**REQUEST A**
In the passage about Obama's writing for the law review, how many years earlier than Obama did Susan Estrich serve as the Review's president?
**REQUEST B**
Carry on the passage about Obama's law review writing, picking up right after its last sentence.

[PASSAGE PROVIDED — start]

As Matthew Franck noted in National Review Online, "A search of the HeinOnline database of law journals turns up exactly nothing credited to Obama in any law review anywhere at any time."

Susan Estrich, the first female president of the Review who served 14 years earlier, said Obama must have had something published that year, even if his campaign denied it.

"They probably don't want [to] have you [reporters] going back" to examine the Review, she said.


However, Politico later reported it had unearthed a 1990 article that "offers a glimpse at Obama's views on abortion policy and the law during his student days."

His six-page summary answers a legal question about whether fetuses should be allowed to file lawsuits against their mothers.

"Obama's answer, like most courts': No," Politico reported. "He wrote approvingly of an Illinois Supreme Court ruling that the unborn cannot sue their mothers for negligence, and he suggested that allowing fetuses to sue would violate the mother's rights and could, perversely, cause her to take more risks with her pregnancy."

[PASSAGE PROVIDED — finish]
[GIVEN INFORMATION — start]

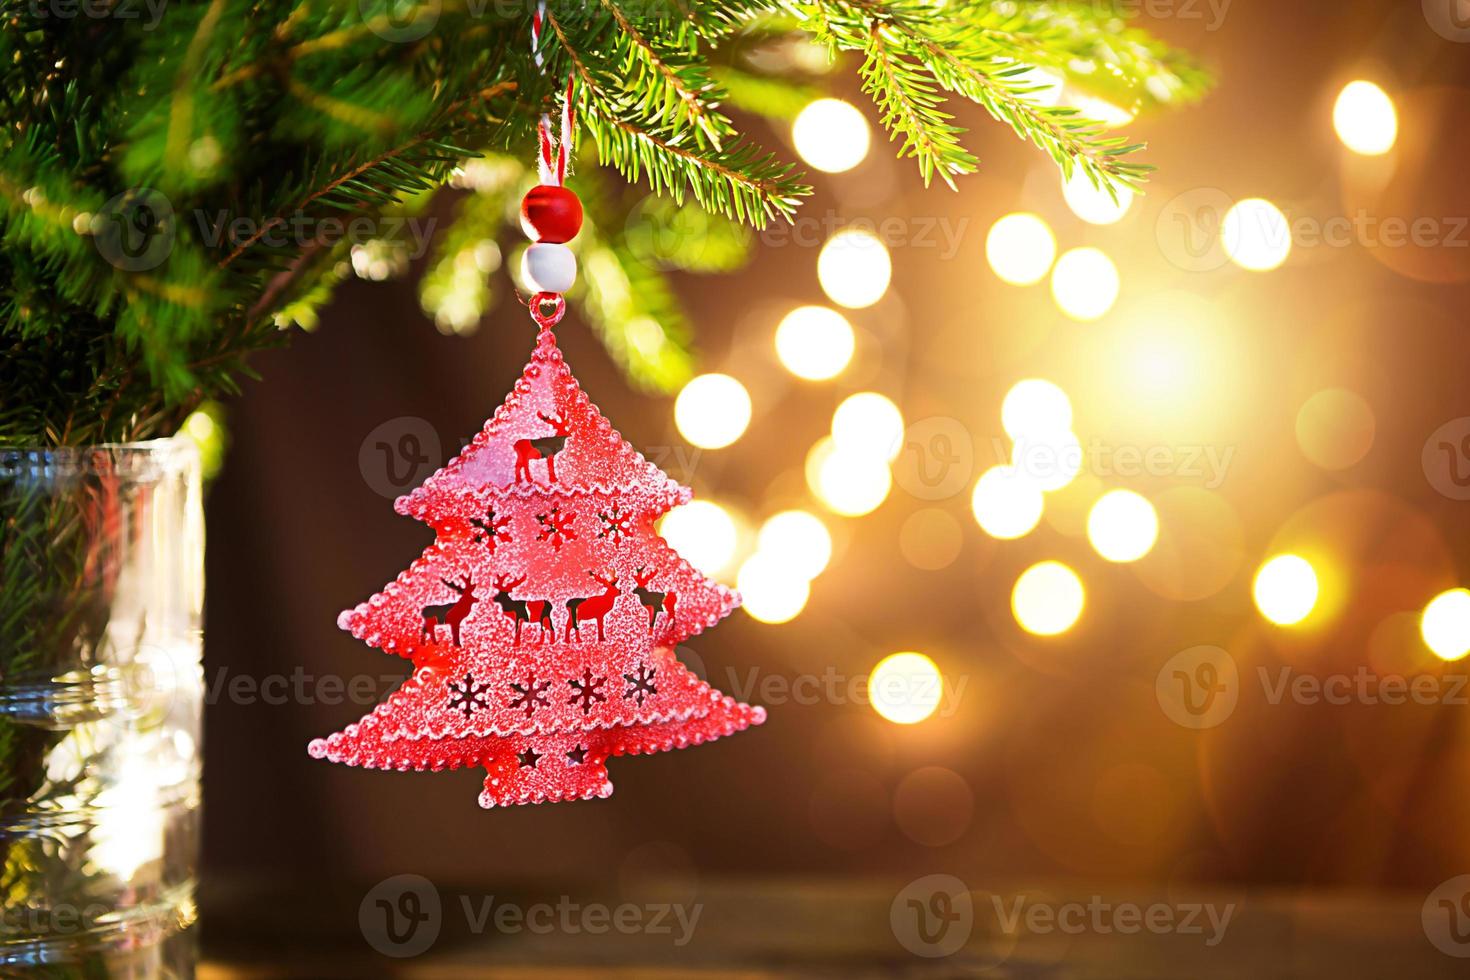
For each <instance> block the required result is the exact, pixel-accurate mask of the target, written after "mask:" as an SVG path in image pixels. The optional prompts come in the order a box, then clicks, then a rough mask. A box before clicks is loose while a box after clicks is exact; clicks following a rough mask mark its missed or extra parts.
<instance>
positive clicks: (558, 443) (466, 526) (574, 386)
mask: <svg viewBox="0 0 1470 980" xmlns="http://www.w3.org/2000/svg"><path fill="white" fill-rule="evenodd" d="M542 15H544V10H539V9H538V13H537V16H535V19H534V24H532V46H531V47H532V51H538V35H539V28H541V19H542ZM537 57H538V63H539V54H537ZM572 107H573V85H572V82H570V81H567V88H566V96H564V103H563V116H562V138H560V141H559V143H554V141H553V138H551V123H550V119H548V118H545V116H542V119H541V125H539V128H538V137H539V144H541V145H539V150H541V151H539V157H538V169H539V172H541V185H539V187H537V188H535V190H532V191H531V194H528V195H526V201H525V204H523V206H522V213H523V215H525V216H526V220H528V225H531V229H529V231H534V232H535V235H537V237H538V238H541V241H539V242H538V244H535V245H532V247H531V248H529V250H528V253H526V257H528V259H526V263H525V264H526V278H528V279H529V281H531V282H532V284H534V285H535V287H537V289H539V292H538V294H537V295H535V297H532V300H531V316H532V319H535V320H537V323H539V325H541V332H539V334H538V336H537V347H535V351H534V353H532V354H531V361H529V363H528V364H526V367H525V370H523V372H522V375H520V381H517V382H516V385H514V389H513V391H512V392H510V395H507V397H506V401H504V404H501V407H500V408H498V410H497V411H495V414H494V416H492V417H491V419H490V420H488V422H487V423H485V428H484V429H482V430H481V432H479V435H476V436H475V439H473V441H472V442H470V444H469V445H467V447H466V448H465V451H463V453H460V454H459V455H457V457H454V458H453V460H450V461H448V463H447V464H445V466H444V469H441V470H438V472H437V473H434V475H432V476H429V479H426V480H425V482H423V485H422V486H419V488H417V489H416V491H413V492H412V494H409V495H406V497H400V498H398V500H397V502H395V504H394V507H395V510H397V511H398V513H400V514H406V516H412V517H417V519H419V520H422V522H425V523H428V525H429V526H431V527H432V529H434V532H435V542H434V544H432V545H429V548H428V550H426V551H425V552H423V554H422V555H420V557H419V558H417V561H415V563H413V564H412V566H409V569H407V570H406V572H403V573H401V574H398V577H397V579H395V580H394V582H390V583H388V585H387V586H385V588H384V589H382V591H381V592H379V594H378V595H375V597H372V598H370V599H368V601H366V602H363V604H362V605H359V607H356V608H351V610H347V611H345V613H343V614H341V616H340V617H338V620H337V621H338V624H340V626H341V627H343V629H345V630H348V632H351V635H353V636H356V638H357V639H360V641H363V642H366V644H369V645H372V646H378V648H381V649H384V651H387V652H390V654H397V655H400V657H406V658H409V660H412V661H413V673H412V676H410V677H409V679H407V680H406V682H404V685H403V686H401V688H400V689H398V691H395V692H394V693H392V695H391V696H390V698H388V699H387V701H385V702H382V704H381V705H378V707H376V708H373V710H372V711H370V713H369V714H366V716H365V717H363V718H362V720H359V721H357V723H356V724H348V726H347V727H345V729H343V730H341V732H337V733H335V735H329V736H328V738H325V739H316V741H313V742H312V745H310V748H309V751H310V754H312V755H313V757H315V758H326V760H331V761H334V763H345V764H348V765H363V767H368V768H395V770H409V768H415V770H441V768H459V767H462V765H479V767H482V768H484V770H485V789H484V792H482V793H481V795H479V802H481V805H482V807H497V805H507V804H538V802H542V801H557V799H589V798H592V796H607V795H610V793H612V792H613V785H612V782H610V780H609V779H607V765H606V763H607V760H609V758H610V757H613V755H638V754H644V752H663V751H667V749H673V748H685V746H688V745H700V743H701V742H709V741H711V739H717V738H720V736H723V735H731V733H734V732H739V730H742V729H745V727H748V726H751V724H760V723H761V721H764V720H766V713H764V710H763V708H753V707H750V705H747V704H739V702H736V701H735V699H732V698H728V696H725V695H723V693H720V692H719V691H716V689H713V688H711V686H710V685H707V683H706V682H703V680H700V679H698V677H695V676H694V674H692V673H689V670H688V669H686V667H685V666H684V664H681V663H679V660H678V658H676V657H675V648H676V646H678V645H679V644H681V642H684V641H685V639H688V638H689V636H692V635H695V633H698V632H701V630H704V629H707V627H710V626H713V624H714V623H717V621H719V620H722V619H725V617H726V616H729V613H731V611H732V610H734V608H735V605H736V604H738V601H739V599H738V597H736V595H735V594H734V592H731V591H729V589H726V588H725V586H722V585H717V583H716V582H711V580H710V579H707V577H704V576H703V574H700V573H698V572H697V570H695V569H694V567H692V566H689V563H688V561H685V560H684V558H681V557H679V555H678V554H675V551H673V550H672V548H670V547H669V545H667V542H664V541H663V538H660V536H659V533H657V532H656V530H654V520H657V519H659V517H660V516H661V514H664V513H667V511H669V510H670V508H672V507H676V505H679V504H684V502H688V500H689V491H688V488H684V486H679V485H678V483H675V482H673V480H672V479H669V476H667V475H666V473H663V472H661V470H660V469H659V467H657V466H654V464H653V463H650V461H648V460H645V458H644V457H642V455H641V454H639V453H638V451H637V450H634V448H632V447H631V445H629V444H628V442H626V441H625V439H623V438H622V436H620V435H619V433H617V432H616V430H613V426H612V423H609V422H607V419H604V417H603V416H601V414H600V413H598V411H597V407H595V406H594V404H592V403H591V401H589V400H588V397H587V394H585V392H582V388H581V386H579V385H578V383H576V379H575V378H573V376H572V370H570V369H569V367H567V366H566V361H564V360H563V359H562V351H560V350H557V345H556V338H554V335H553V334H551V328H553V326H554V325H556V323H557V322H559V320H560V319H562V314H563V313H564V311H566V301H564V300H563V297H562V292H564V291H566V289H567V288H570V285H572V284H573V282H575V278H576V260H575V257H573V256H572V253H570V250H567V247H566V245H564V242H566V241H567V239H570V238H572V237H573V235H576V231H578V229H579V228H581V223H582V206H581V203H579V201H578V200H576V194H573V192H572V191H569V190H566V188H564V187H562V182H563V181H564V178H566V170H567V154H569V150H570V145H572V135H573V110H572ZM548 307H550V309H548Z"/></svg>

[GIVEN INFORMATION — finish]

**WRITTEN RESPONSE A**
14 years earlier.

**WRITTEN RESPONSE B**
The report continued, "His article acknowledged a public interest in the health of the fetus, but also seemed to demonstrate his continuing commitment to abortion rights, and suggested that the government may have more important concerns than 'ensuring that any particular fetus is born.'"

Despite its earlier statement, the Obama campaign later confirmed Obama's authorship of the article and claimed it was the only piece he had written for the Review.

University of Chicago scholarly articles

Obama lectured at the University of Chicago Law School, a top school where the faculty is known for voluminous scholarly publishing, from 1992 until 2004.

The university offered Obama a full-time tenure-track position, an honor typically reserved for published instructors. However, reporters have been unable to find scholarly articles authored by him. The university reports that Obama declined the tenure offer.

Sarah Galer, news editor at the Law School and Harris School of Public Policy at the University of Chicago, told WND, "President Obama wrote 'Dreams from My Father' while at the law school but did not produce any scholarly articles as far as I know."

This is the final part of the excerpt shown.